### SOURCE INFORMATION

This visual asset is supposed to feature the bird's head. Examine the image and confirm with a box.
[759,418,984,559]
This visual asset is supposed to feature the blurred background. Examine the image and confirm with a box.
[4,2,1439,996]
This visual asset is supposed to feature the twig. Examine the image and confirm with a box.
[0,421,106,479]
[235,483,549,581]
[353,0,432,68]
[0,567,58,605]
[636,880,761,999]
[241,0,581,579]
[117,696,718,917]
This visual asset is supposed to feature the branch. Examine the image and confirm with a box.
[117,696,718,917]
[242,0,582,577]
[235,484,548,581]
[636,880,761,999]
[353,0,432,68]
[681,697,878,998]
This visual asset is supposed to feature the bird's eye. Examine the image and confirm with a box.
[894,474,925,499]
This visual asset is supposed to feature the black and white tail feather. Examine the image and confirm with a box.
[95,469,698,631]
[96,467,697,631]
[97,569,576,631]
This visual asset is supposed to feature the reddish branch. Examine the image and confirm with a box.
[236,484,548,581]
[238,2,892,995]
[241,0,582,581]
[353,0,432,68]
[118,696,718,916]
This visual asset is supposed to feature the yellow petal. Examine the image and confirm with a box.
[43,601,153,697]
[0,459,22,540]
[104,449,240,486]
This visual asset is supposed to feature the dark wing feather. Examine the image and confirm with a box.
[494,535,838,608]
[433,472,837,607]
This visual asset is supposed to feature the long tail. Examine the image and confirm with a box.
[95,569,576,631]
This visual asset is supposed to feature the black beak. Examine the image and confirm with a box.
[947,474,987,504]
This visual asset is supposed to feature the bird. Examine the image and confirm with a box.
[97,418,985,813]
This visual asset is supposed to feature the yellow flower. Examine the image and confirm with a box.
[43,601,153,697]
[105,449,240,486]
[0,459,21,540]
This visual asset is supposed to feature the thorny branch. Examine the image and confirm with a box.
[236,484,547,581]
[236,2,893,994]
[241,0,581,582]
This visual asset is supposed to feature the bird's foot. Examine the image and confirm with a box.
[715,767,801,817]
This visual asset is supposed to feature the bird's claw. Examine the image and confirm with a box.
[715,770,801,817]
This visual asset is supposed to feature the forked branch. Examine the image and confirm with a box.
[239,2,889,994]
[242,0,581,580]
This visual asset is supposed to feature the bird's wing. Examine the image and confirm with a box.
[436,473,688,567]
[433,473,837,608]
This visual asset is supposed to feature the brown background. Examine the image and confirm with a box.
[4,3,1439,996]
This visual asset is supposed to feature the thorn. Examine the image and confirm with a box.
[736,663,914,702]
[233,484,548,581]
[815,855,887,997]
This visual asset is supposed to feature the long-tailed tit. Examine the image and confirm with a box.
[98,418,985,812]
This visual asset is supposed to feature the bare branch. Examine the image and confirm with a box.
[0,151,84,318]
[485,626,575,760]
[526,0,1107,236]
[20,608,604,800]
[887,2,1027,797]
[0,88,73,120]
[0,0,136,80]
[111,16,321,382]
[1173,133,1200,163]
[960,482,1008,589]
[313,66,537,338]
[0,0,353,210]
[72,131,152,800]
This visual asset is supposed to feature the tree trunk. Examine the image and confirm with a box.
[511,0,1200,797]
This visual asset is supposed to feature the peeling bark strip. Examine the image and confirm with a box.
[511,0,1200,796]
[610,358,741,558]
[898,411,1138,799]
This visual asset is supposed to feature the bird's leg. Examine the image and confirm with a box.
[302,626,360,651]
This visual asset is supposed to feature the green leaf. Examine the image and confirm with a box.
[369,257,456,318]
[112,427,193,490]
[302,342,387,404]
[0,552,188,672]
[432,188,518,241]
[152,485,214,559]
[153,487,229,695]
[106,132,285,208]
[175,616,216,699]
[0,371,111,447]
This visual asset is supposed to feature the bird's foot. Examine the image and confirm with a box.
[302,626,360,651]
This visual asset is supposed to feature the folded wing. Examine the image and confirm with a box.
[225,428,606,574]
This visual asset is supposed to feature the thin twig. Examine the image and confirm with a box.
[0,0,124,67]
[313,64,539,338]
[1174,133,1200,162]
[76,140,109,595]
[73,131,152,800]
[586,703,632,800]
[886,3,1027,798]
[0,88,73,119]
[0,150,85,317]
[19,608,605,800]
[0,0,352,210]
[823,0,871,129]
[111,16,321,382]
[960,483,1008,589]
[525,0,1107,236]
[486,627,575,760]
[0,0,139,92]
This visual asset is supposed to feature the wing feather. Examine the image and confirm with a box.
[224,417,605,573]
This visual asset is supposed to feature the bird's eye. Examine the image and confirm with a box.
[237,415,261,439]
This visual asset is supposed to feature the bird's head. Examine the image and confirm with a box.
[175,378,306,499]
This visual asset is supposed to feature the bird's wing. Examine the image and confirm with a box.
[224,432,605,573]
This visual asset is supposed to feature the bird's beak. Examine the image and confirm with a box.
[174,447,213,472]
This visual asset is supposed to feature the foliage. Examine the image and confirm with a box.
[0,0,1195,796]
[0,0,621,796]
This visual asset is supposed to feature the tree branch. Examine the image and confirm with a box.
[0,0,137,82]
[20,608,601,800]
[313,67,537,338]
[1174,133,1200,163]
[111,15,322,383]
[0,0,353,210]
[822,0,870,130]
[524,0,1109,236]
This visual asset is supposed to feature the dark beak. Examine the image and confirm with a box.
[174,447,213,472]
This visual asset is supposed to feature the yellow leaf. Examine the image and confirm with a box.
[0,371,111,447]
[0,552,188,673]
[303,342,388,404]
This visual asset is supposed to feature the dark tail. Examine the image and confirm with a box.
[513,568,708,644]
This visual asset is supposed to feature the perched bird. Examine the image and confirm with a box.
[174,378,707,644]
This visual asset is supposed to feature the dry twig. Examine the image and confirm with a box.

######

EXERCISE GOAL: Each entry needs to be written out again, exactly as given.

SOLVED PROBLEM:
This visual asset is supposed to feature the bird's head. Examine the image and confirm with a box.
[759,418,984,559]
This visual asset is supposed to feature the blurred background. Examine the image and confirm with a box.
[4,2,1439,996]
This visual asset is supposed to feature the twig. Examine the image and confirm with a box.
[0,421,106,479]
[235,483,549,581]
[353,0,432,68]
[0,567,58,605]
[636,880,761,999]
[241,0,581,579]
[117,696,718,917]
This visual asset is supposed to feature the branch. Examine the image and confirm with a box.
[117,696,718,917]
[242,0,582,577]
[235,484,548,581]
[636,880,761,999]
[353,0,432,68]
[681,697,878,998]
This visual asset is supposed to feature the bird's eye. Examine the image and confirm with a box.
[894,474,925,499]
This visual asset is supposed to feature the black and white tail feather. Examine the image and confirm with a box.
[95,469,698,631]
[96,467,697,631]
[97,569,576,631]
This visual asset is supposed to feature the reddish branch. Examine the image and confirm with a box.
[236,484,548,581]
[238,2,892,995]
[241,0,582,581]
[353,0,432,68]
[118,696,718,916]
This visual asset is supposed to feature the yellow petal. Examine the image and confirm with a box.
[43,601,153,697]
[0,459,22,540]
[104,449,240,486]
This visual asset is supposed to feature the dark wing feather. Examine the image and confirm with a box.
[494,535,838,608]
[433,472,837,607]
This visual asset is supposed to feature the long tail. Examine the image and confirm with a box.
[95,569,576,631]
This visual asset is supposed to feature the black beak. Examine the image and confirm with a box.
[947,474,987,504]
This visual asset is supposed to feature the bird. Examine the image and confirm with a box.
[97,418,985,813]
This visual asset is supposed to feature the yellow flower. Examine the image and confirm with a box.
[43,601,153,697]
[105,449,240,486]
[0,459,21,540]
This visual asset is supposed to feature the thorny branch. Examine the image and confirm with a box.
[236,484,547,581]
[236,2,893,994]
[241,0,581,582]
This visual asset is supposed to feature the bird's foot. Examine the image and confirm with a box.
[715,767,801,817]
This visual asset is supposed to feature the bird's claw. Examine the image and confirm with a box.
[715,770,801,817]
This visual asset is supposed to feature the forked branch. Examine the image and confirm with a box.
[239,2,889,994]
[242,0,581,580]
This visual asset is supposed to feature the bird's wing. Examine the image and confirm with a box.
[436,473,688,567]
[433,473,837,608]
This visual asset is supposed to feature the brown background. Examine the image and confirm with a box.
[4,3,1439,996]
This visual asset is supposed to feature the thorn. Examine the image and confirm with a box.
[736,663,914,702]
[233,484,548,581]
[815,855,887,997]
This visual asset is supposed to feature the long-tailed tit. Examine the image and confirm with a box.
[98,418,985,812]
This visual asset is supposed to feature the bare branch. Examine the image and confirm with a box.
[0,151,84,318]
[485,626,575,760]
[526,0,1107,236]
[20,608,604,800]
[887,2,1027,797]
[0,88,73,120]
[0,0,136,80]
[111,16,321,382]
[1173,133,1200,163]
[960,482,1008,589]
[313,66,537,338]
[0,0,353,210]
[72,131,152,800]
This visual asset is supposed to feature the tree trunk. Examine the image and confirm with a box.
[511,0,1200,797]
This visual asset is supposed to feature the peeling bark strip. Examine the image and confirm with a box.
[511,0,1200,796]
[610,358,741,558]
[898,411,1138,799]
This visual asset is supposed to feature the bird's leg. Examine the image and confirm with a box.
[302,626,360,651]
This visual asset is supposed to feature the green leaf. Examine the image and confirm with a box.
[369,257,456,318]
[112,427,193,490]
[302,342,387,404]
[0,552,188,672]
[432,188,518,241]
[152,485,214,559]
[153,487,229,695]
[106,132,285,208]
[175,616,216,699]
[0,371,111,447]
This visual asset is supposed to feature the bird's foot. Examine the image and confirm with a box.
[302,626,360,651]
This visual asset is supposed to feature the folded wing. Examine the image and confirm with a box.
[225,428,606,574]
This visual asset is supposed to feature the thin twig. Examine the image and confirm with a box.
[0,0,124,67]
[313,64,539,338]
[1174,133,1200,162]
[76,140,109,595]
[73,131,152,800]
[586,703,632,800]
[886,3,1027,798]
[0,88,73,119]
[0,150,85,317]
[19,608,605,800]
[0,0,352,210]
[823,0,871,129]
[111,16,321,382]
[960,483,1008,589]
[525,0,1107,236]
[486,627,575,760]
[0,0,139,92]
This visual asset is supposed to feature the wing feather. Examine the image and confirm with a box.
[224,417,605,573]
This visual asset is supposed to feature the bird's eye. Examine the image and confirm with a box.
[237,415,261,439]
This visual asset is supposed to feature the bird's head. Examine the image and confirm with a box.
[175,378,306,499]
This visual asset is supposed to feature the bird's wing. Examine the image and confirm with a box.
[224,432,605,573]
This visual asset is supposed to feature the bird's beak. Examine the image and confirm with a box.
[174,447,213,472]
This visual asset is supposed to feature the foliage. Examine the image and confirm with a box.
[0,0,1195,796]
[0,0,621,796]
This visual asset is supposed to feature the tree branch. Examine the image and confirm with a box.
[0,0,137,82]
[20,608,601,800]
[313,67,537,338]
[1174,133,1200,163]
[111,15,322,383]
[0,0,353,210]
[822,0,870,130]
[524,0,1109,236]
This visual asset is supposed to feature the dark beak. Examine the image and confirm with a box.
[174,447,213,472]
This visual asset is supposed to feature the yellow leaf. Examine the image and confirm with a box.
[0,371,111,447]
[0,552,188,673]
[303,342,388,404]
This visual asset is supposed to feature the dark tail. Examine the image and confirm with a box.
[513,568,708,644]
This visual asset is supposed to feature the perched bird. Examine the image and confirm with a box.
[174,378,707,644]
This visual asset is supposed to feature the dry twig. Examine the image and confirm with a box.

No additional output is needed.